__TASKS FOR THIS EXERCISE__:
**1.** Which actors does the Headshot film review list under "Starring"?
**2.** Carry on writing the Headshot film review, picking up after its final sentence.

__EXCERPT TO READ__:

Headshot (Thailand - 2011)
Starring: Nopachai Chaiyanam, Sirin Horwang, Chanokporn Sayoungkul
Director: Pen-Ek Ratanaruang
Plot: An ex-cop gets recruited as a hitman by a secret organisation that gets rid of crooked politicians, but after surviving a bullet to the head he wakes up from a coma seeing everything upside down and vows to find out who double-crossed him.
Review: Based on Win Lyovarin’s novel Rain Falling Up the Sky, writer / director Ratanaruang (Last Life in the Universe) returns to the genre with Headshot, a "Buddhist film noir" that defies expectations. Aptly described as "part indictment of corruption in the Thai police institution, part action-packed philosophical journey", it's a film that tries to turn the typical crime flick on its head - sometimes literally, as the camera gives us the occasional upside-down viewpoint of our protagonist. What could pass for a visual gimmick is meant to help viewers see the world differently, a world where there is no right and wrong, just shades of grey. In fact, this is just one example of Ratanaruang trying to take the typical mainstream action-thriller premise and giving it the Art-house treatment. The narrative, going back and forth as it does in numerous flashbacks, can get somewhat confusing, but even if the timeline isn't quite clear, it doesn't spoil the enjoyment of the tale. Kudos, too, for attempting to create a well-formed character portrait of a man struggling with moral dilemmas who finally can't escape his past as he journeys to enlightenment; lead Chaiyanam actually manages a well-nuanced performance when it counts. Fans of Asian crime flicks will get their fill in some regard: there's lots of familiar tropes, too, from femme fatale, to conspiracies, to savage gun battles, but the slow, deliberate pacing makes Headshot squarely aimed at a more discerning crowd.

__DATA PROVIDED__:
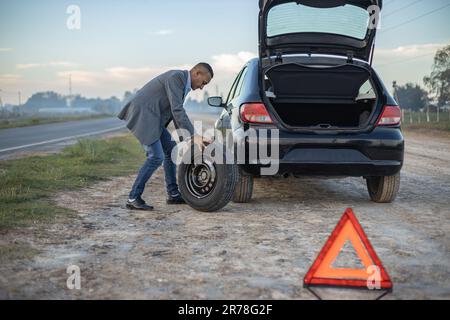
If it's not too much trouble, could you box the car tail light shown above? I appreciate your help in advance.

__PER-TASK ANSWERS__:
**1.** Nopachai Chaiyanam, Sirin Horwang, Chanokporn Sayoungkul

**2.**
Entertainment / Drama: 7/10

Juan of the Dead (Cuba / Spain - 2011)
Starring: Alexis Díaz de Villegas, Jorge Molina, Andrea Duro
Director: Alejandro Brugués
Plot: Two Cuban layabouts and their grown kids find a way survive and make money dispatching zombies as the undead take over their island country.
Review: Obviously an homage to Shaun of the Dead, Juan of the Dead is a hilarious, irreverent and impressive B-movie feature. Blending undead horror with comedy and more than a zest of local color, this is the most entertaining and mainstream Cuban export of recent years. At their best, zombie movies are a critique of social inequities loaded with political sub-text, and filmmaker Alejandro Brugues (an Argentinean who studied in Cuba) makes certain to deliver loads of barbs regarding the Castro-led socialist regime under the auspices of light-hearted (and gore-ridden) humor. As delivered by a terrific, eclectic cast, the sharp dialogue and melodrama helps create a real sense of community held together despite their hardships. If that sounds too high-brow, don't worry - playing with the many genre conventions and clichés, the film delivers action-packed sequences, slapstick and visual gags, winks to other movies and gleeful zombie-smashing in spades. It's all part of an immensely fun package that's intent more on tickling your funny bone than grossing you out or giving you a history lesson. It's also a great example of inventive moviemaking, as an obvious small budget did not deter them from making a great little film that feels large in scope. The most fun I've had watching a zombie movie in ages. Highly recommended.
Entertainment: 8/10

Ronal the Barbarian (Denmark - 2011)
Voices: Anders Juul, Hadi Ka-Koush, Lærke Winther Andersen
Directors: Thorbjørn Christoffersen, Kresten Vestbjerg Andersen, Philippe Einstein Lipski
Plot: A weakling living in the shadow of his peers gets to test his mettle when his entire village of powerful warriors get imprisoned by an evil black knight and his demonic hordes and only he - accompanied by a traveling bard - can save them.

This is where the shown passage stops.